## BEGIN
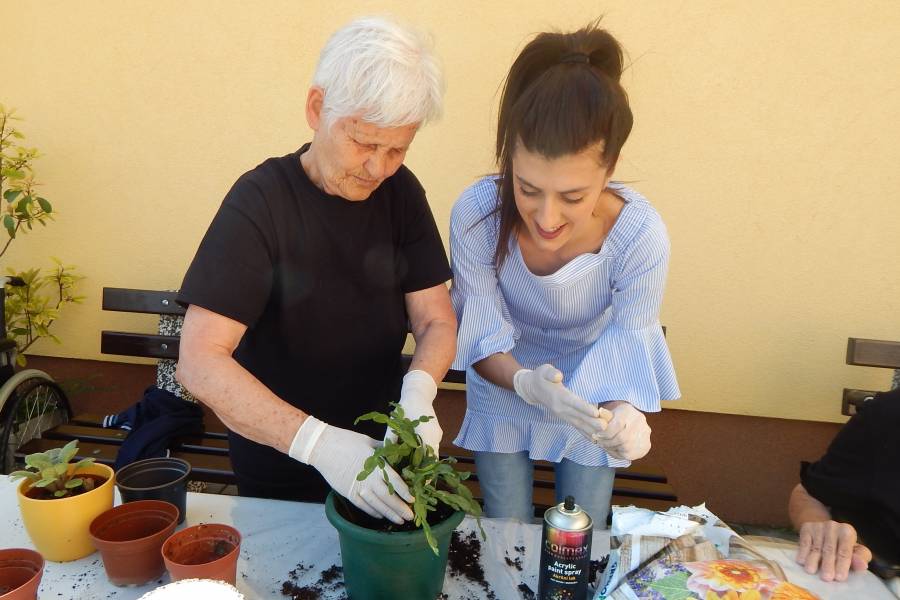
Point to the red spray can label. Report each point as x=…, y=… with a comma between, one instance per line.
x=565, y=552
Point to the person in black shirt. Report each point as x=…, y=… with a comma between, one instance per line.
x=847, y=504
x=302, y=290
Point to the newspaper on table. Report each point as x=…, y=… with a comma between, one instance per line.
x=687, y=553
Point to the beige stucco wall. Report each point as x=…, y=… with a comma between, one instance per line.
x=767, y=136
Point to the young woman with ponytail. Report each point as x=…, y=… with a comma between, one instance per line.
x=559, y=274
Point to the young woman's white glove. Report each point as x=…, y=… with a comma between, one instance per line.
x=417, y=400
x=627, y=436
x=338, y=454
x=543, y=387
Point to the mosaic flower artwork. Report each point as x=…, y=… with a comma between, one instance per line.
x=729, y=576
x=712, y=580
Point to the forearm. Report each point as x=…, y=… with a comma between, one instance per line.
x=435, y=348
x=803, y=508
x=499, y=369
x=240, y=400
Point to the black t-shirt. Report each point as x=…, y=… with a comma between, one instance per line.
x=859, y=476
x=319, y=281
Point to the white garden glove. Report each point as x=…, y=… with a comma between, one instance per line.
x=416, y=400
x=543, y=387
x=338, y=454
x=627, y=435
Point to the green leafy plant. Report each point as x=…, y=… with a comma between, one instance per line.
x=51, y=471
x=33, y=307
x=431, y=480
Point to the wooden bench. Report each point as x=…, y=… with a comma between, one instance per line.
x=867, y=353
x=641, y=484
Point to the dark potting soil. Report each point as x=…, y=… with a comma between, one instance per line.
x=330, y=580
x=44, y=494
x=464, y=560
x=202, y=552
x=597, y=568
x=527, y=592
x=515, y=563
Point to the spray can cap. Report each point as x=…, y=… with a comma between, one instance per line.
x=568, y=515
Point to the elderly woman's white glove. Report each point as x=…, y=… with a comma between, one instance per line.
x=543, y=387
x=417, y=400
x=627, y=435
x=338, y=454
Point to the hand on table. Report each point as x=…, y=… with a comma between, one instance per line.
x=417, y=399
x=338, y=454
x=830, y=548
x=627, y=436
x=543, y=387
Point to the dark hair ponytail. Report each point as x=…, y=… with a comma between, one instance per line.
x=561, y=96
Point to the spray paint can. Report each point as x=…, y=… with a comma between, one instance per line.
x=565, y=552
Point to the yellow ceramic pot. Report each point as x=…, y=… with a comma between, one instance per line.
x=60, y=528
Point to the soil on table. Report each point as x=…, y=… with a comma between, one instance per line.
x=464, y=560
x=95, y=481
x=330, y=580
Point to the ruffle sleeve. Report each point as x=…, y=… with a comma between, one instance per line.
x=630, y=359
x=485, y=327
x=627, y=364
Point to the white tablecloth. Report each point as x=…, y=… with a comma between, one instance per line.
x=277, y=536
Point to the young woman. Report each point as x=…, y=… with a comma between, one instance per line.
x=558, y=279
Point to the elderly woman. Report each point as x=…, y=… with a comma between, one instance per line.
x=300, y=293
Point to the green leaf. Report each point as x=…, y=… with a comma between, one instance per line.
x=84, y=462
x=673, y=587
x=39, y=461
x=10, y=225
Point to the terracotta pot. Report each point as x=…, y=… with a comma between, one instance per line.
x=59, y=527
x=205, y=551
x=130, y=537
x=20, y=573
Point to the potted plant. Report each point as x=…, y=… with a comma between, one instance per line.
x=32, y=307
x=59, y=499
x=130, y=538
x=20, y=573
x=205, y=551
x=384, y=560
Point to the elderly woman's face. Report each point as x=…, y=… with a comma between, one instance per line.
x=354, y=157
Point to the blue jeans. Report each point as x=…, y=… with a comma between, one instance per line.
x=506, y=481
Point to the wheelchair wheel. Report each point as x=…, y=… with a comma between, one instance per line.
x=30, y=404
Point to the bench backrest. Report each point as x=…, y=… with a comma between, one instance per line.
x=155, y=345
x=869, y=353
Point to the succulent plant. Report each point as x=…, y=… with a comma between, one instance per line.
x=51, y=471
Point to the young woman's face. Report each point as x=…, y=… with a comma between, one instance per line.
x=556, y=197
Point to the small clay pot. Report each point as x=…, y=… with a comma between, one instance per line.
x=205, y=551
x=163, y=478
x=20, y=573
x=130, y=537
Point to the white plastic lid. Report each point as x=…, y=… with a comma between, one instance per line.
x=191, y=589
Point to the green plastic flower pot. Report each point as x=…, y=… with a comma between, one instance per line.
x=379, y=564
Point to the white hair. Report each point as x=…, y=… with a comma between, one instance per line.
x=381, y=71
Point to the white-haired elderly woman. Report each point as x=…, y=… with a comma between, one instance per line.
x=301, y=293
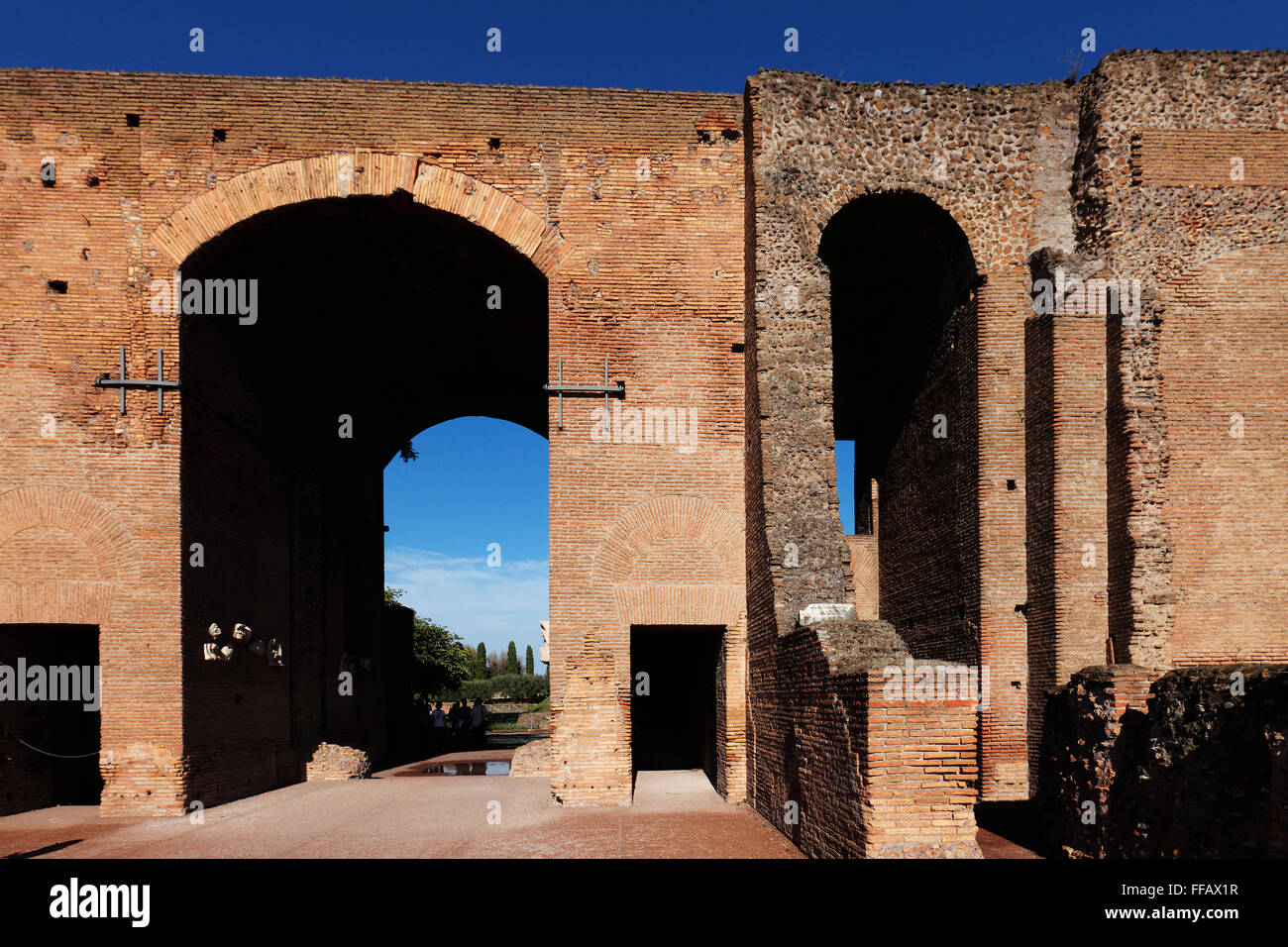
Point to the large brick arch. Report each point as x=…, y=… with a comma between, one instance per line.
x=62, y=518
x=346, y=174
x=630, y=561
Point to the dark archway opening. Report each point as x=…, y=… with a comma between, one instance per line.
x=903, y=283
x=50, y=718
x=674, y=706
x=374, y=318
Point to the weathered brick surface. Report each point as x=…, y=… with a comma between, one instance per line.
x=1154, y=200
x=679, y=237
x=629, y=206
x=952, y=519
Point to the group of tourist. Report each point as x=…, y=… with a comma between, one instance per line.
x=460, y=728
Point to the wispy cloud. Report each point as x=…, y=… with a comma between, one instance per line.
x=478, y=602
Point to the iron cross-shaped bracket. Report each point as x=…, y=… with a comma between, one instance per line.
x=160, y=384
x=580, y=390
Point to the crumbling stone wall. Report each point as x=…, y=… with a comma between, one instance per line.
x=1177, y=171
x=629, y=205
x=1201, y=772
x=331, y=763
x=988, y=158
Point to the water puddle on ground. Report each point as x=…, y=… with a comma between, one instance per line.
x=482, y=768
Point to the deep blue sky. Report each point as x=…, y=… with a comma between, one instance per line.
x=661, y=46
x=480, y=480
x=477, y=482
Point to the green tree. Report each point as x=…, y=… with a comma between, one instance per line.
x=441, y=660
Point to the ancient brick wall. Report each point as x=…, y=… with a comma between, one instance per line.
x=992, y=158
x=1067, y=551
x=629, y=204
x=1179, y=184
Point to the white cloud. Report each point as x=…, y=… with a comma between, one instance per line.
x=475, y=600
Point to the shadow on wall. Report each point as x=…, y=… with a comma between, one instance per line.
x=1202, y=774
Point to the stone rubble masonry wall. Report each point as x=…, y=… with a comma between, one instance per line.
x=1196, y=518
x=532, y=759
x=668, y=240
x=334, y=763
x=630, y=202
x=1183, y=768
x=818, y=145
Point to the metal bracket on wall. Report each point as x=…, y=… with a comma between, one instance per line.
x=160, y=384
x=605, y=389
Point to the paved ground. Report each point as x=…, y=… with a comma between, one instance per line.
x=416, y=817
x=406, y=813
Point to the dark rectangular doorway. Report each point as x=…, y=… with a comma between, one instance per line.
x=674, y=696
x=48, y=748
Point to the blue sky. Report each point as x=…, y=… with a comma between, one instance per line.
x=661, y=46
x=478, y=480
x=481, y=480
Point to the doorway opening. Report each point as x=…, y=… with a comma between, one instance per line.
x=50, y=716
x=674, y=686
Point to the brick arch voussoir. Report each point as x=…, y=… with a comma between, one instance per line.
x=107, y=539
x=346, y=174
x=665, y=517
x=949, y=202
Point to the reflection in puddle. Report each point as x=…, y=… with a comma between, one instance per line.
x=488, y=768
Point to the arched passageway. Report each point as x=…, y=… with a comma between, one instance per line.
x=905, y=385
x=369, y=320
## END
## BEGIN
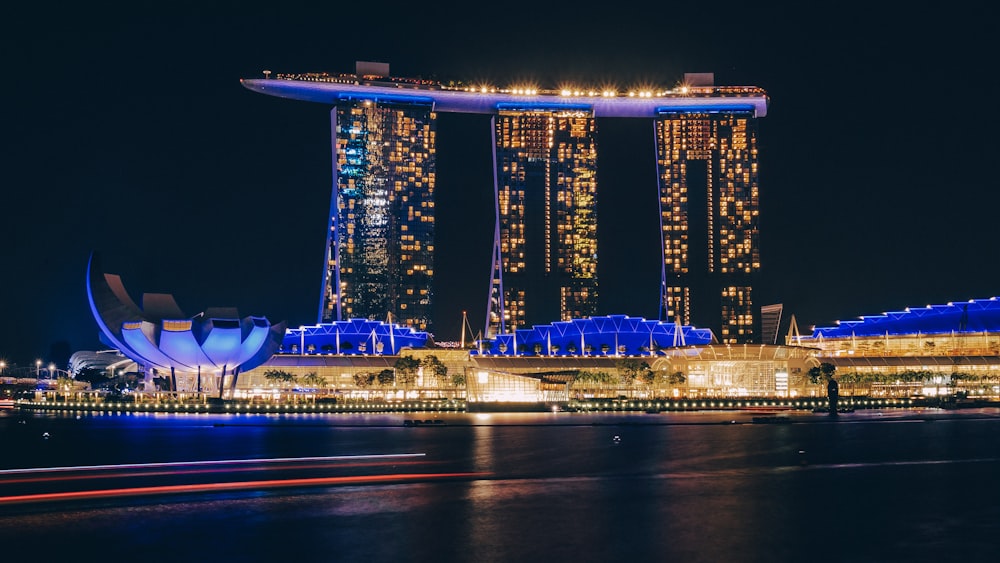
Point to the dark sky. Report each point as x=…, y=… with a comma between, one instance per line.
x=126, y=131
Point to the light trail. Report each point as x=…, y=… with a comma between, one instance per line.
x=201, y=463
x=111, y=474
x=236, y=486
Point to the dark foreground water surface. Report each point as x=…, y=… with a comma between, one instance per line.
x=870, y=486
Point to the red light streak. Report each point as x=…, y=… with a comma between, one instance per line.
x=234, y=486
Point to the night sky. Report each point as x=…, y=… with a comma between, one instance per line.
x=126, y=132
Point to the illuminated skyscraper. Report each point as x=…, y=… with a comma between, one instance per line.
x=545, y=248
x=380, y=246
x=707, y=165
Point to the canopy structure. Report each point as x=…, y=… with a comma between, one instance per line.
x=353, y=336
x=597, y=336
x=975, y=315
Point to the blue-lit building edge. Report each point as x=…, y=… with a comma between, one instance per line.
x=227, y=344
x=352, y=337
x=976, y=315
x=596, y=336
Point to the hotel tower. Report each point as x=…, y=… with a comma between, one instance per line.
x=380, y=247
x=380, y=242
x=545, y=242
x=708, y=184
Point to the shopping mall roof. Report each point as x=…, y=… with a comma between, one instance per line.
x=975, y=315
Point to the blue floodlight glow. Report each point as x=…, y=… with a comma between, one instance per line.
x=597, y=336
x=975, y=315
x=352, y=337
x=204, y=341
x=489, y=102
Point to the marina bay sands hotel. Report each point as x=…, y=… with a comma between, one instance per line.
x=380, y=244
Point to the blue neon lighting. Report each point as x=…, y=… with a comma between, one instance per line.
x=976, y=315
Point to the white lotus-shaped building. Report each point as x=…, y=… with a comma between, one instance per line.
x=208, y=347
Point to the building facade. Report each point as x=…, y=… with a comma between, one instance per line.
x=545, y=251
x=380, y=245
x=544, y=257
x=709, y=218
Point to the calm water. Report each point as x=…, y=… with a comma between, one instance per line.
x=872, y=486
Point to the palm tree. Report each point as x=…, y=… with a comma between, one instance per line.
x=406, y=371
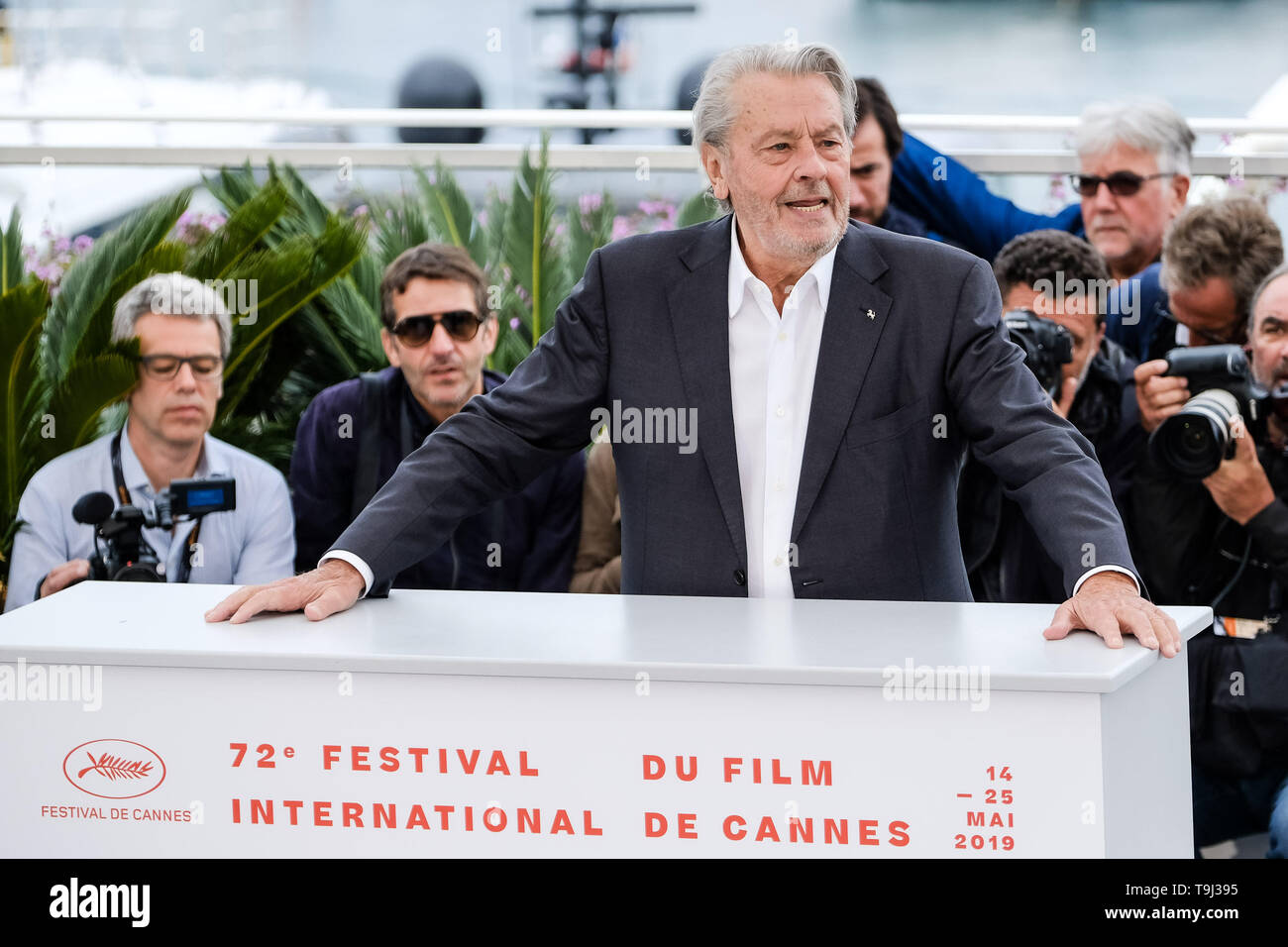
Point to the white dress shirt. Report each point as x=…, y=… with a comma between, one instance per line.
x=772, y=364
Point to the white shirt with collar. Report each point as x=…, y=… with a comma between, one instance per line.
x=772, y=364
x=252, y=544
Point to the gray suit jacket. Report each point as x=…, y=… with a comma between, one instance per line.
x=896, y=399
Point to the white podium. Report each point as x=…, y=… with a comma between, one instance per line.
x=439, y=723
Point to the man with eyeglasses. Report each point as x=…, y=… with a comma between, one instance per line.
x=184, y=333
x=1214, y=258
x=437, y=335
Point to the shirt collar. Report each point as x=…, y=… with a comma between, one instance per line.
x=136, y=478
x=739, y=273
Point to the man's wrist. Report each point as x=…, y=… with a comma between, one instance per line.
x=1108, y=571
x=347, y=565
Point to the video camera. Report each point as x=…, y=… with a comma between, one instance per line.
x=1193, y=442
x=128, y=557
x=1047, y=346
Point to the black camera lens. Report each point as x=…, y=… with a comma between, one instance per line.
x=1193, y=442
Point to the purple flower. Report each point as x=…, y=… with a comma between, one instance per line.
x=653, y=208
## END
## BEGIN
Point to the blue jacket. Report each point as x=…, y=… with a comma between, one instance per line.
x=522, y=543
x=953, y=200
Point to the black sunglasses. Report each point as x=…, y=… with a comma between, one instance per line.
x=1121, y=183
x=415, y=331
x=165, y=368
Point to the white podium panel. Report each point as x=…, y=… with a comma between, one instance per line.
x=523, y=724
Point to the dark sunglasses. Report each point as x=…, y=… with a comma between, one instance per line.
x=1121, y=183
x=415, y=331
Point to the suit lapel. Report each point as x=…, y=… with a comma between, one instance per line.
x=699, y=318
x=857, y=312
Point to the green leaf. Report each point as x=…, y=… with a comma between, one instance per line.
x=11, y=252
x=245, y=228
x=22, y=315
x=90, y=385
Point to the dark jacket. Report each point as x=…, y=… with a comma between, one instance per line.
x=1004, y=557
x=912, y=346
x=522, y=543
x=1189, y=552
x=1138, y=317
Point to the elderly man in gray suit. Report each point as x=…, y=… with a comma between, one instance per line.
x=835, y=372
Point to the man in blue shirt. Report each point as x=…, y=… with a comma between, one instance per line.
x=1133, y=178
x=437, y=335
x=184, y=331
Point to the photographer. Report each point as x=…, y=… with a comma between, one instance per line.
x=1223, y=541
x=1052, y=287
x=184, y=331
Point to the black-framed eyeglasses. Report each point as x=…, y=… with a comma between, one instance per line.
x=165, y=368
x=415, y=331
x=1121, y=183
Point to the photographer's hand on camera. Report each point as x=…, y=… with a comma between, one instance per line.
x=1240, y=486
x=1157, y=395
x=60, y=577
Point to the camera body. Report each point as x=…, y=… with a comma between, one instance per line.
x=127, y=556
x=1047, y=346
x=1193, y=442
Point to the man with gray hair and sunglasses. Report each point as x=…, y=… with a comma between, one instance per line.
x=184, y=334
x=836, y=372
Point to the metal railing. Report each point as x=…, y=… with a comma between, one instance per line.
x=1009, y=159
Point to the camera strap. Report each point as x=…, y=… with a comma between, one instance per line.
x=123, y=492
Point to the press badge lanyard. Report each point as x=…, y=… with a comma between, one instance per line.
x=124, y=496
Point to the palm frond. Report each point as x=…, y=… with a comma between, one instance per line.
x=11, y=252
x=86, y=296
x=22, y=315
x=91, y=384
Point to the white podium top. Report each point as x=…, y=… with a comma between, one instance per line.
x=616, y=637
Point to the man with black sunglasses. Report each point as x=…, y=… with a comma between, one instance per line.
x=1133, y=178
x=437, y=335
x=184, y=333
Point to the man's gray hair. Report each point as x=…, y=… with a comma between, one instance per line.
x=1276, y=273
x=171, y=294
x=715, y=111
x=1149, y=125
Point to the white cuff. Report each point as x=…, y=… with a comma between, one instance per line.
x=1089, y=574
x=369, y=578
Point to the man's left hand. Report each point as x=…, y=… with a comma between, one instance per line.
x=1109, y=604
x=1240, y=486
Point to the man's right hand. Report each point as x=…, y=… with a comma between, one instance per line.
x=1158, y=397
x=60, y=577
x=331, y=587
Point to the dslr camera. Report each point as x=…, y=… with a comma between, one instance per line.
## END
DESCRIPTION OF THE TASK: In the part of the rows that opens with the line containing "Point to the marina" and closes with the line containing "x=406, y=371", update "calm water" to "still water" and give those lines again with everything else unchanged.

TASK RESPONSE:
Point to the marina bay sands hotel. Report each point as x=…, y=… with a comma between, one instance per line.
x=380, y=244
Point to the blue neon lighting. Report each point as x=…, y=… with a comma between, one instance per line.
x=976, y=315
Point to the white lotus-shaped building. Report each point as x=…, y=… with a comma between, one instance per line.
x=208, y=347
Point to the building facade. Report each point as x=…, y=… with a comma between, one instance per line.
x=545, y=251
x=380, y=245
x=544, y=257
x=709, y=218
Point to the still water. Report each point as x=…, y=… with a comma between, one instance per line.
x=872, y=486
Point to the palm tree. Report each point as x=…, y=… with a comma between, one instance per line.
x=406, y=371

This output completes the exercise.